**Sezione di testo**
Insulino-resistenza e dimagrimento
Chi è affetto da questo stato, anche senza arrivare al diabete di tipo 2, normalmente presenta notevoli difficoltà a dimagrire. “Questo perché il suo organismo è bloccato in una condizione patologica favorente l’accumulo di massa grassa, in particolare nell’addome. Fino a quando non viene rimosso lo stato di insulina resistenza è davvero impegnativa la riduzione del peso corporeo”, racconta il medico. Se infatti, a causa della resistenza, aumentano i livelli di insulina nel sangue, i grassi assunti tramite la dieta saranno spinti in proporzioni maggiori a immagazzinarsi nel tessuto adiposo. Allo stesso tempo, un valore elevato di insulinemia impedisce che i grassi immagazzinati vengano rilasciati al fine di produrre energia per le cellule muscolari. Uno dei primi segni di calo dell’insulino-resistenza è infatti proprio una maggiore capacità di concentrarsi e di mantenere costante l’attenzione, oltre allo “sblocco” del dimagrimento.

**Materiale estratto**
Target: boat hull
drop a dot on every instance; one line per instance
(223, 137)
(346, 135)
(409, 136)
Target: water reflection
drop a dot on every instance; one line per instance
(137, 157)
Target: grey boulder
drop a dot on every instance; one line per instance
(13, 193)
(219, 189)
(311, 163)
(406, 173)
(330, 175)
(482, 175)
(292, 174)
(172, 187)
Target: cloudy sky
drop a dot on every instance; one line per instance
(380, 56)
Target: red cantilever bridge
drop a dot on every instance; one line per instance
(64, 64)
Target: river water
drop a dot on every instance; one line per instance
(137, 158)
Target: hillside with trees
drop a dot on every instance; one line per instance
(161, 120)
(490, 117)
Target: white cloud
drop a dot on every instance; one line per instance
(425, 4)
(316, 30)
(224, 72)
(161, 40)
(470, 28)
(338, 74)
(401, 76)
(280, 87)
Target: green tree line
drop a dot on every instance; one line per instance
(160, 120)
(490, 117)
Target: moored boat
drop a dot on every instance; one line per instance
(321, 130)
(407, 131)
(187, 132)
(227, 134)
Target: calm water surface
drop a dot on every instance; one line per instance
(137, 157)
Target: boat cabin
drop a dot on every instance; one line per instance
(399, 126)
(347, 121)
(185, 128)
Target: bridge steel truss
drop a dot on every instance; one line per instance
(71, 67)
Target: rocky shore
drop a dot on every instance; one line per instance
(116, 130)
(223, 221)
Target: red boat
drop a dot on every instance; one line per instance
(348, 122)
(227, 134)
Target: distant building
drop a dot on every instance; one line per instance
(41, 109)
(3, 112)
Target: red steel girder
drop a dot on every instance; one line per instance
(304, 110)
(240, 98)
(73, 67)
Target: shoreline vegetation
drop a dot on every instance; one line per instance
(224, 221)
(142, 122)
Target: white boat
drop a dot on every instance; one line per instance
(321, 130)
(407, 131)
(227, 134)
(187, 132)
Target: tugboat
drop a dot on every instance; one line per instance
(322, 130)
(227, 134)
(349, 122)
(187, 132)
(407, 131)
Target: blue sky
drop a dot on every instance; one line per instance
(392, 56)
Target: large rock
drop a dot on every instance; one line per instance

**Le tue istruzioni**
Puoi proseguire il testo sull'insulino-resistenza da dove si interrompe? Le voci non hanno alcun legame con il testo sull'insulino-resistenza.

**Risultato**
Come si diagnostica
Scoprire se si soffre di questa condizione è piuttosto semplice. “Occorrono due semplici valori che è possibile estrapolare dagli esami del sangue: glicemia e insulinemia a digiuno. Con questi parametri si può calcolare l’Indice HOMA (Homeostasis Model Assessment), che si ottiene attraverso questa formula: Glicemia a digiuno (mg/100ml) x insulinemia a digiuno (mUI/mL) / 405. I valori range di normalità sono compresi tra 0,23 e 2,5 (per gli adulti); 0,25 e 3,6 (per i bambini). Se il valore ottenuto è superiore a questi parametri – conclude il prof. Pier Luigi Rossi – vuol dire che la persona è in una condizione di insulino-resistenza”.